[Records for the task]:
+ + + + +

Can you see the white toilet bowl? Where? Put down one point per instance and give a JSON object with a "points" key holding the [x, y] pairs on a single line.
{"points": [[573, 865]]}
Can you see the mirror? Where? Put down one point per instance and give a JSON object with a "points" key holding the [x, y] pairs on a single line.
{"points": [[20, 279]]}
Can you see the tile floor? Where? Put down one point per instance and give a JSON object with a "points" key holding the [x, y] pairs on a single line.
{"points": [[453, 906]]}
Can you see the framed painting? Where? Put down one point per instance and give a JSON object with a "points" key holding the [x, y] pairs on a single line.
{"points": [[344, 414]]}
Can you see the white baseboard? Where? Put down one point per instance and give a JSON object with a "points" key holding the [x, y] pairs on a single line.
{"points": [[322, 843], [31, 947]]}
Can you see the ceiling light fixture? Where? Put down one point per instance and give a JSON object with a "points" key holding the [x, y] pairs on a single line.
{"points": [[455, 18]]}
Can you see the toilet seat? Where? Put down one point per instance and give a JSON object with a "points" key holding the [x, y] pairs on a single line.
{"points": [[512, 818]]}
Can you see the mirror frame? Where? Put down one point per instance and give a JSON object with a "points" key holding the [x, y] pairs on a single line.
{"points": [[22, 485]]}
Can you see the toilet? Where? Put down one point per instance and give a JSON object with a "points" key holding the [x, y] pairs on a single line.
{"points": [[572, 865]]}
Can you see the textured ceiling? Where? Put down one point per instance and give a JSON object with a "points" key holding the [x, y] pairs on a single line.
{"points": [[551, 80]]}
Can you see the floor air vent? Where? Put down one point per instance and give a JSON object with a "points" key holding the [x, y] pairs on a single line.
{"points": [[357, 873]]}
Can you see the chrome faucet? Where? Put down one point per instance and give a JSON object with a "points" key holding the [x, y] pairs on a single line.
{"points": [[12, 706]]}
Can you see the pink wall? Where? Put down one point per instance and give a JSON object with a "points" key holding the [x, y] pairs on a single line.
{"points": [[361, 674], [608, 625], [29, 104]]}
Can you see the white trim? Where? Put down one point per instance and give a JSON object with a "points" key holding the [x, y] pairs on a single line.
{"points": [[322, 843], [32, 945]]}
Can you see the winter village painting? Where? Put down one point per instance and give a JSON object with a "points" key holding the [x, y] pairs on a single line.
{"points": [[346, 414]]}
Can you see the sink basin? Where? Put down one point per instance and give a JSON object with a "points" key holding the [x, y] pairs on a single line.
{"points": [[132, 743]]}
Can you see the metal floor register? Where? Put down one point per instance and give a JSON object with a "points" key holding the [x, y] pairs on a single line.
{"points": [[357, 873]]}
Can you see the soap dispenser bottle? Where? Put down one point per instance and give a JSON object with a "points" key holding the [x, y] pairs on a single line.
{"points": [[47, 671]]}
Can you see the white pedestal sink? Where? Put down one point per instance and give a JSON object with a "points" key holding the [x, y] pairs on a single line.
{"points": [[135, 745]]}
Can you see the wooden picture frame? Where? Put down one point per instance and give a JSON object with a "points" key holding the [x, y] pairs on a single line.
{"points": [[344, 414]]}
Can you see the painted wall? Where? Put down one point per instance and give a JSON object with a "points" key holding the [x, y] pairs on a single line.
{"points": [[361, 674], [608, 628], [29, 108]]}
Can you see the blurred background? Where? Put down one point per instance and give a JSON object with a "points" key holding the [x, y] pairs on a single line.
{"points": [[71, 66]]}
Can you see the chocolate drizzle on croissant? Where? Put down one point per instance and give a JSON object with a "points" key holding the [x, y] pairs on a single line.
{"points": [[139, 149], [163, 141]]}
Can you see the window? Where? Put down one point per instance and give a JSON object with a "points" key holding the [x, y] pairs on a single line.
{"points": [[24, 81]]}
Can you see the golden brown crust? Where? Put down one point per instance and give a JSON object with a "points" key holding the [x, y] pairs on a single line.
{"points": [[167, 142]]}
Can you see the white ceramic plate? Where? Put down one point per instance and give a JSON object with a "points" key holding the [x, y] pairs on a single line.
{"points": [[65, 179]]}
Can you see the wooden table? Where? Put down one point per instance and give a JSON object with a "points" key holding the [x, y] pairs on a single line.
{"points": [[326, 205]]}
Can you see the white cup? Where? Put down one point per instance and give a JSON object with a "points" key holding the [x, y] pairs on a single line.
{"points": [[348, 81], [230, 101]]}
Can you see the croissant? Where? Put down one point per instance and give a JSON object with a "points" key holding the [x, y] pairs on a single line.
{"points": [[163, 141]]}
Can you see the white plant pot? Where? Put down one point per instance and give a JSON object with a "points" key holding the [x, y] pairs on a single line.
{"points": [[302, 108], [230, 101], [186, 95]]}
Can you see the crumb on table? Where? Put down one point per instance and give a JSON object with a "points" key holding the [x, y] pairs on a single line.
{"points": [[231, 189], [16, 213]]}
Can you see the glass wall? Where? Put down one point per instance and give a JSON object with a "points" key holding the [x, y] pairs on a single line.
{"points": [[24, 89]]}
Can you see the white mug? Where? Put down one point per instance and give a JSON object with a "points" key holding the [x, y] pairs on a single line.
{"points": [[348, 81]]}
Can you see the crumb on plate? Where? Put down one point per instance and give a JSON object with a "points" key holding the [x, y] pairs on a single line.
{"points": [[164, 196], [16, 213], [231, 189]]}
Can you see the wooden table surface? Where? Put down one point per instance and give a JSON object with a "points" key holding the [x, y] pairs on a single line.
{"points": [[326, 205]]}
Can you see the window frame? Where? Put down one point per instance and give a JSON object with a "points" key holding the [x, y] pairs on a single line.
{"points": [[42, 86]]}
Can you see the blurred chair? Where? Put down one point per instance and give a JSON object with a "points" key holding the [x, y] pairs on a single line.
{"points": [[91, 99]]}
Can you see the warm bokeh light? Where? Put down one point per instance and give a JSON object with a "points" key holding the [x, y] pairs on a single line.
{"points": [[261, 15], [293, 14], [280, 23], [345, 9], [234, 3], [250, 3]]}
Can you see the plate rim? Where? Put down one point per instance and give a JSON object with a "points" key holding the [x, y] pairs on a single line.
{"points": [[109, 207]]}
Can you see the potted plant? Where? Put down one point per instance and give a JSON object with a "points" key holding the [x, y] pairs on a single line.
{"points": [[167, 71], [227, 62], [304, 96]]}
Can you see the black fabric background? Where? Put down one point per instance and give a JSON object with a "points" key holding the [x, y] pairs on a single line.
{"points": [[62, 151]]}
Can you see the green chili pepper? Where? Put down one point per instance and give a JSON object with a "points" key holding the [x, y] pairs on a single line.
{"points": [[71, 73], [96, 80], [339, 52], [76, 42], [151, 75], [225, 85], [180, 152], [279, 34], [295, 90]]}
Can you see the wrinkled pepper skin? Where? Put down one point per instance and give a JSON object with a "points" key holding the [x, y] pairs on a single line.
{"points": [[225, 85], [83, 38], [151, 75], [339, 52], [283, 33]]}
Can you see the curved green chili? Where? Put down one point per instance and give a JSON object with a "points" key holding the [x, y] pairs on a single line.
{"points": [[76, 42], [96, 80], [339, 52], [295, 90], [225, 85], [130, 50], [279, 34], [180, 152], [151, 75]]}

+ + + + +

[What is expected]:
Scale the material starting at the line containing "Can you see the wrinkled" and ending at the last line, including both ends: repeat each of these lines, requests too, and multiply every coordinate in the answers by 2, rounding to whole numbers with halves rounded up.

[Written answer]:
Can you see the wrinkled pepper skin? Where? Put down one point per instance and give a JSON object with a "points" key holding the [x, y] pairs on a single line.
{"points": [[450, 170], [166, 76], [302, 150], [678, 104], [566, 66]]}
Can you see the curved green chili? Where? Put down one point per instance and give a JSON object with a "points" key holding the [x, y] pairs on a single line.
{"points": [[152, 84], [192, 160], [678, 104], [590, 180], [450, 170], [260, 100], [558, 68], [360, 304], [302, 150]]}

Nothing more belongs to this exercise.